GIVEN TEXT:
++++

At BCC, Springer-Marcotte walks women through their diagnosis, whether it’s helping them form well-thought-out questions to ask their doctor or to give them a shoulder to cry on.

“Let me spend time with you on the phone and cry it out and talk through it,” she said. “And now when you get to your doctor’s appointment, your head space is better … and (your) time with the doctor is more valuable.”

When Springer-Marcotte asked several physicians about her idea, many were on board with it and said they see her role as a kind of team member. One asked how he can help her succeed.


Before starting BCC, a friend of Springer-Marcotte called her after receiving a breast cancer diagnosis. She talked her through many trying moments and gave her some direction as she walked this frightening path.

Springer-Marcotte said: “She’s now on the back end of chemo and radiation … and she said, ‘You’ve helped me, you don’t even know. The timing of helping me think through it, asking the right questions, if I needed a second opinion, guiding me on where I need to go. I feel like you guiding me really saved my life.’ Sometimes you don’t realize your impact.”

She set out to create a business model with plans to form an advisory board.

++++

(Stored items)
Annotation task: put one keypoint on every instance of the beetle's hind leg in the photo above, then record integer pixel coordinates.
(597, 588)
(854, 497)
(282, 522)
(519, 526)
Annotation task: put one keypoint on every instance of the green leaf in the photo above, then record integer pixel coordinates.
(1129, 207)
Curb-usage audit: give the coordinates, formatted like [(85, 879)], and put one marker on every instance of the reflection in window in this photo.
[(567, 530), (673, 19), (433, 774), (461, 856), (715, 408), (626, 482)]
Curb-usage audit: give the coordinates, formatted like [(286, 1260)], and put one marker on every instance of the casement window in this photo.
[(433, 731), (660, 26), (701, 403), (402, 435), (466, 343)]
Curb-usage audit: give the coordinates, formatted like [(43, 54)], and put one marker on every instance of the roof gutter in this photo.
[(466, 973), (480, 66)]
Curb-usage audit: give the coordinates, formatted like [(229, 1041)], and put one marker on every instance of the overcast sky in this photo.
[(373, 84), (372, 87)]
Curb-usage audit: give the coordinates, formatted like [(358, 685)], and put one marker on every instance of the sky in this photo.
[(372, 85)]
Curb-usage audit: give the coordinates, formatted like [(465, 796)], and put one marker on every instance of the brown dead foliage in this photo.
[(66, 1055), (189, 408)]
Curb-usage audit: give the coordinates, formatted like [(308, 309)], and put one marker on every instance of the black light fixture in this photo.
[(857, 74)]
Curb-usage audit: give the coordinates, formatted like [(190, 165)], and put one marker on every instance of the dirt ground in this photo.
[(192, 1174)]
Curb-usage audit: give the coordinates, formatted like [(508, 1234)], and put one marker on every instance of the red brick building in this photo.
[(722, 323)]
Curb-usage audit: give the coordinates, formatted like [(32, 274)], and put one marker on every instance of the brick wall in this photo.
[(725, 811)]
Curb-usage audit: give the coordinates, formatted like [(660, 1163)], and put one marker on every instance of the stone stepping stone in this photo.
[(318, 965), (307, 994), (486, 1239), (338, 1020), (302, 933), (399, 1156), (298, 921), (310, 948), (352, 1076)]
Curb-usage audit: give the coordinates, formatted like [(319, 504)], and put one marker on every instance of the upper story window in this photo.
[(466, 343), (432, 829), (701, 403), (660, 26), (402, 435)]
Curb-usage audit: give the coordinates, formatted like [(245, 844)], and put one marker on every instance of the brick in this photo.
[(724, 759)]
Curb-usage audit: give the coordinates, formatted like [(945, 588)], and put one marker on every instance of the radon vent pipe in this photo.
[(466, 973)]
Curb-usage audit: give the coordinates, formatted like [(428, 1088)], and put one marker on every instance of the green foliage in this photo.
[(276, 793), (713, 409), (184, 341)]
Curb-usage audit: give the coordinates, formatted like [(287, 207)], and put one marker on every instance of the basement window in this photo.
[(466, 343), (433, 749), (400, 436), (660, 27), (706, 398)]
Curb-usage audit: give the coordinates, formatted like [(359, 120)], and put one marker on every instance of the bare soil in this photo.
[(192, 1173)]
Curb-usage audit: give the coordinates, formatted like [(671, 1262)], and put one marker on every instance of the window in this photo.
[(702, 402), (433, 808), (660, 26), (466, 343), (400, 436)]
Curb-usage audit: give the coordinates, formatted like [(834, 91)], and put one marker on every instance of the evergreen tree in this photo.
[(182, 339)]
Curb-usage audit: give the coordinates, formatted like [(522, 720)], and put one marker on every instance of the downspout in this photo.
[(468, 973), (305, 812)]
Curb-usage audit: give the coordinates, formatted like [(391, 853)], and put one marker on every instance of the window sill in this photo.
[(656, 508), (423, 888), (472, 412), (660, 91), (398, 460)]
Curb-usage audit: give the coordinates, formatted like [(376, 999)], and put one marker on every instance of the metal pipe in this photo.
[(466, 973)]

++++

ASSIGNMENT: How would you continue the text about Springer-Marcotte's breast cancer coaching business, picking up after its final sentence about forming an advisory board?

YOUR RESPONSE:
BCC also acts as a support network for patients’ caregivers and families, especially when the disease has advanced.

“The caregivers kind of get forgotten about,” Springer-Marcotte said. “They carry it all on their shoulders.”

She discussed her idea with a friend, who owns a vacation rental home near Winter Garden, and the friend offered to hold retreats at this location on a lake in the woods. Another friend, who is a yoga instructor, could hold classes.

“It’s being able to relax and get your head space into (one) of self-care,” Springer-Marcotte said.


Olga Ivanov is the medical director at BCC and said she was excited to join the team because of Springer-Marcotte’s expertise in the field and her ability to execute the idea. She is a board-certified and fellowship-trained breast surgeon and currently is assistant professor of surgery at the University of Central Florida.

Her role is to review each case and relay the information to Springer-Marcotte.

“I spend three minutes with Tammy, and then she can take an hour with the patient,” Ivanov said.

The two have worked together in the breast cancer field since 2011.

“We’ve been talking about this for a long time,” Springer-Marcotte said. “There’s such a need, and there’s nothing like it out there. … That’s an important piece. I don’t think women are aware of the options. When they hear that word ‘cancer,’ it’s really hard to process what doctors are saying. Doctors don’t frankly have the time to sit and talk to them (for the length of time) that some women need, and that’s where we come in.”

When a patient goes to BCC, the first appointment is to review mammogram, ultrasound, MRI and pathology reports. The next steps are to determine a plan for the patient, and BCC offers various options and price levels that include by-the-hour, a three-month breast cancer coaching program or a one-year VIP support package.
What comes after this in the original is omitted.